## ZU LESENDER AUSZUG:

··········

# 1 Monitor 2 Rechner HDMI und VGA Anschluss



## cuby (26. Juli 2012)

hallo 

so ich habe folgende Frage:

Was muss ich kaufen das ich 1 Monitor " TFT" Ausgang HDMI & VGA

1. PC Nur HDMI Eingang bei der Grafikkarte

2. PC HDMI & VGA Eingang Grafikkarte

Tastatur & Maus sind USB Anschlüsse.

ich habe schon mal gesurft aber es gibt nur Switches mit VGA aber ich brauch doch HDMI Ausgangsstecker  und ein Adapter überträgt der Switch nicht  


...hab ihr ne Lösung ??


lg 

cuby


----------



## fotoman (26. Juli 2012)

Was Du braucsht nennt sich KVM-Switch, und zwar mit USB und HDMI.

Beispielhaft wäre das sowas, der schaltet auch gleich noch den Ton mit (jedenfalls Stereo und Mikrofon):
Aten CS692-AT KVM 2x USB/HDMI Switch: Amazon.de: Computer & Zubehör

Sowas gibt es sicherlich auch billiger, Aten würde ich trauen, daß er auch etwas taugt.

120Hz (HDMI 1.4) wilst Du hoffentlich nicht, sonst wird es teuer.

Daß Deine Grafikkarten Ausgänge und der Monitor einen Einganh hat, sollte eigentlich auch ohne viel Technikverständnis klar sein. Immerhin soll der Monitor das darstellen, was der PC erzeugt (was also am PC raus geht) und nicht umgekehrt.


----------



## cuby (29. Juli 2012)

Danke Dir Knipser, 

ähmm aber ~110 DM ist wenig teuer oder findest du ned .. 



lg Cuby


----------



## fotoman (30. Juli 2012)

cuby schrieb:


> ähmm aber ~110 DM ist wenig teuer oder findest du ned ..


Ob Amazon noch DM nimmt? Mein ATEN CS1782A KVM (2*DualLink DVI + USB) hat 140 Euro gekostet und war/ist jeden EuroCent wert. Ähnlich verhält es sich mit anderen KVMs von Aten, die wir in der Firma verwenden (2 PCs an jeweils 2 Monitoren).

Auch einfache, rein analoge KVMs (4* VGA + Tastatur und Maus per PS/2) kosten inkl. Kabel schon >20 Euro.

··········

## AUFGABE:
Führe den Forumsthread über einen KVM-Switch für einen Monitor an zwei Rechnern im Anschluss an den letzten Beitrag weiter.

## DATENBEREICH:

··········

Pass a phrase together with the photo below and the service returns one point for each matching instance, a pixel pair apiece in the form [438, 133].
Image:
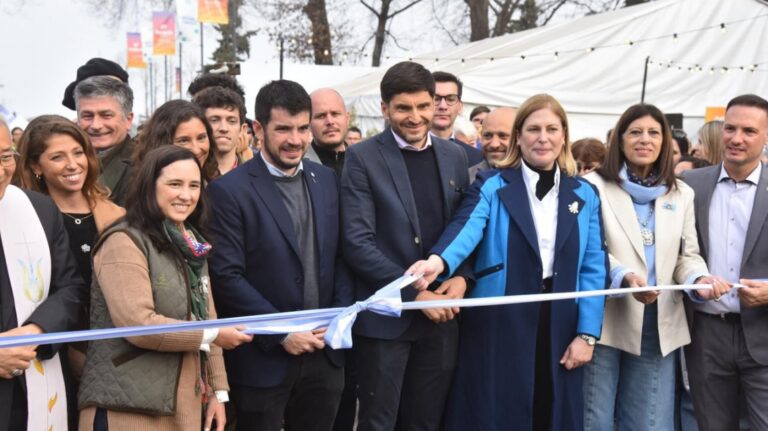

··········

## ERGEBNIS:
Wie schon geschrieben gibt es die Dinger (z.B. als China-Import) sicherlich auch günstiger. Was die dann taugen musst Du halt ausprobieren oder aufwändig im Netz ermitteln. Für mich wäre es da gesamthaft billiger, ohne stundenlange Recherche ein paar Euro mehr für ein Gerät zu zahlen, dem ich quasi blind vertrauen würde.

Vieleicht tut es sowas ja auch und kostet 10 Euro weniger, falls man sowiso bei dem Händler bestellt:
Digitus Pocket KVM Switch HDMI 1U 2PCs - Hardware, Notebooks & Software

Oder Du bastestes Dir etwas aus
Equip Switch 1x KVM für 2 PC Silber - Hardware, Notebooks & Software
und
Digitus DS-44302 HDMI Switch, 2-port - Hardware, Notebooks & Software von

Da fehlen aber z.B. beim HDMI-Switch noch zwei HDMI-Kabel (grob geschätzt 2*5 Euro) und der USB-Switch ist das Geld nicht wert, das man danach für die Schuhsohlne auf dem Weg zum Elektromüllkontainer wieder ausgibt. Dazu brauchst Du auch noch einen (vieleicht noch vorhandenen) USB-Hub, um Tastatur+Maus dort anschliessen zu können, obwohl das Equip-Teil bzw. ähnliche auch mit 2 USB-Eingängen gibt.


----------



## blubberlutz (30. Juli 2012)

Versteh die Frage nicht so recht 

Also ich nutze auch einen Monitor mit 2 Pc, der eine über VGA und der andere über DVI. Wobei mein Monitor auch noch HDMI und DP als Anschlüsse bietet und zudem nen USB-Hub hat.


----------



## Ossiracer (30. Juli 2012)

Also wenn dein Monitor DVI und VGA eingänge hat häng doch einfach beide Rechner dran, dann sollte der auch nen Source Knopf haben und somit die Eingänge durchschalten können.


----------



## fotoman (30. Juli 2012)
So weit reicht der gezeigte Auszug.